# Exercise goal
Please turn the data from its first line through the line holding "point(1212, 111)", inclusive, into a Markdown table with the columns Row and Content, one numbered row per line. Skip blank lines and leave the pictures out.
begin
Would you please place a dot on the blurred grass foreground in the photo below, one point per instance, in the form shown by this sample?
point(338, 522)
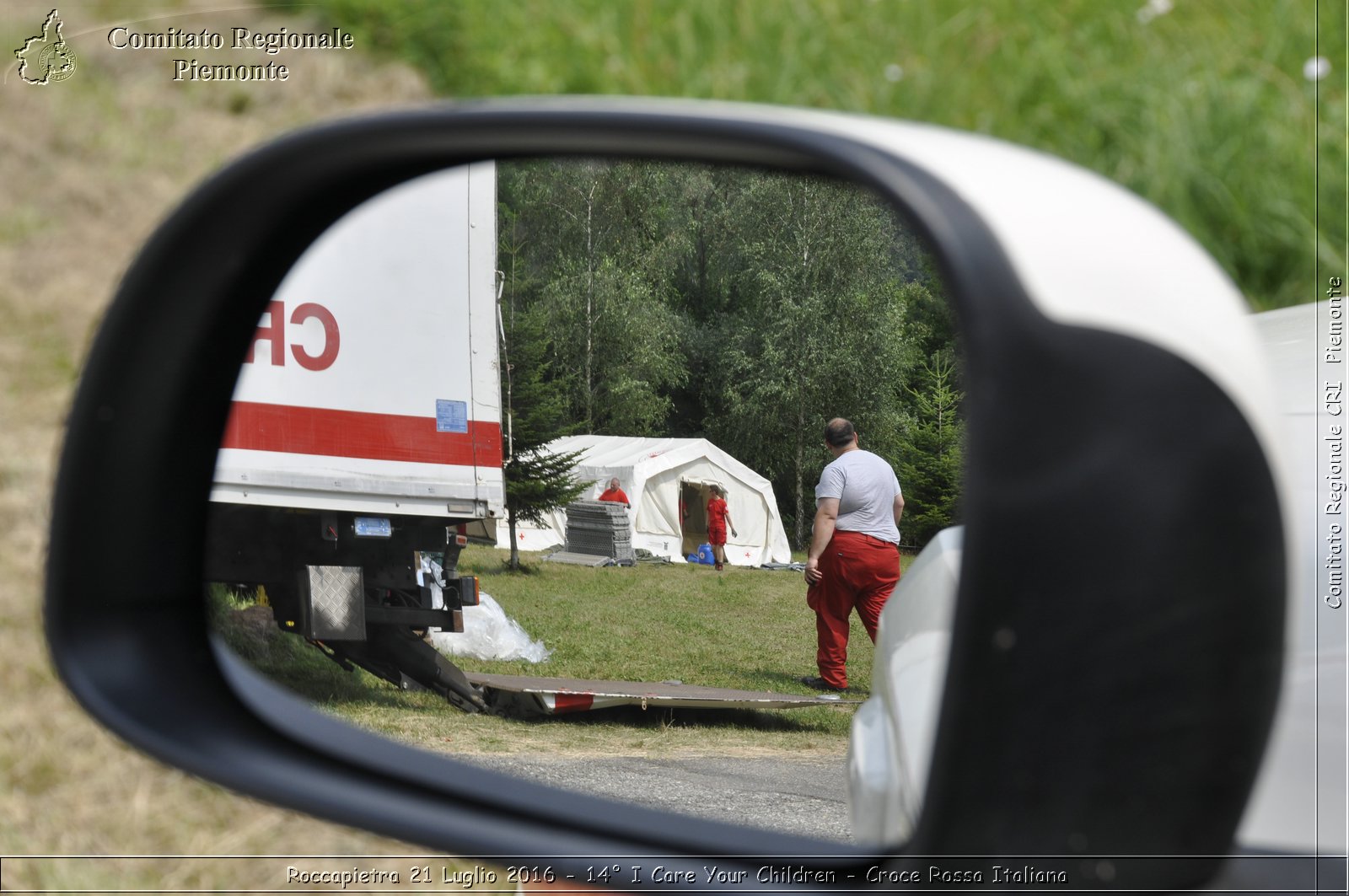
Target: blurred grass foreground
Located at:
point(1212, 111)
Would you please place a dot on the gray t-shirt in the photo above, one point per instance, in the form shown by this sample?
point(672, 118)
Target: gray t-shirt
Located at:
point(865, 486)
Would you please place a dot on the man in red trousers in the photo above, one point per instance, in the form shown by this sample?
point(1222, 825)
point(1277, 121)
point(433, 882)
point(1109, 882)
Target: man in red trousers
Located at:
point(854, 557)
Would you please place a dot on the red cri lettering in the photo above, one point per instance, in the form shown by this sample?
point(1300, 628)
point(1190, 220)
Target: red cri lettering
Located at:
point(274, 334)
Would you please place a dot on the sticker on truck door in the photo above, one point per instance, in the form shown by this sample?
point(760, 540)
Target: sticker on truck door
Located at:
point(451, 416)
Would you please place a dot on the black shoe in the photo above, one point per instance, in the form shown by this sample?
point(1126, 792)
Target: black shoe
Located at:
point(820, 684)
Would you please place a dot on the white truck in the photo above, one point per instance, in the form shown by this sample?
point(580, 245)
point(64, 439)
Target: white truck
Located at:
point(366, 437)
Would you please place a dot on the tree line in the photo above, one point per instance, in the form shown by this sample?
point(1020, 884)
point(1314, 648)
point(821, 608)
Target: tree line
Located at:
point(741, 305)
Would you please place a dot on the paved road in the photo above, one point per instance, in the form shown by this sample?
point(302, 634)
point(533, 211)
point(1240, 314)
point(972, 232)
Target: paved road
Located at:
point(804, 797)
end
# Task response
| Row | Content |
|---|---|
| 1 | Would you please place a dot on the blurred grass foreground in the photo below, one point per instance, in the form shown by this sample? |
| 2 | point(338, 522) |
| 3 | Target: blurred grass foreground |
| 4 | Located at: |
| 5 | point(1212, 111) |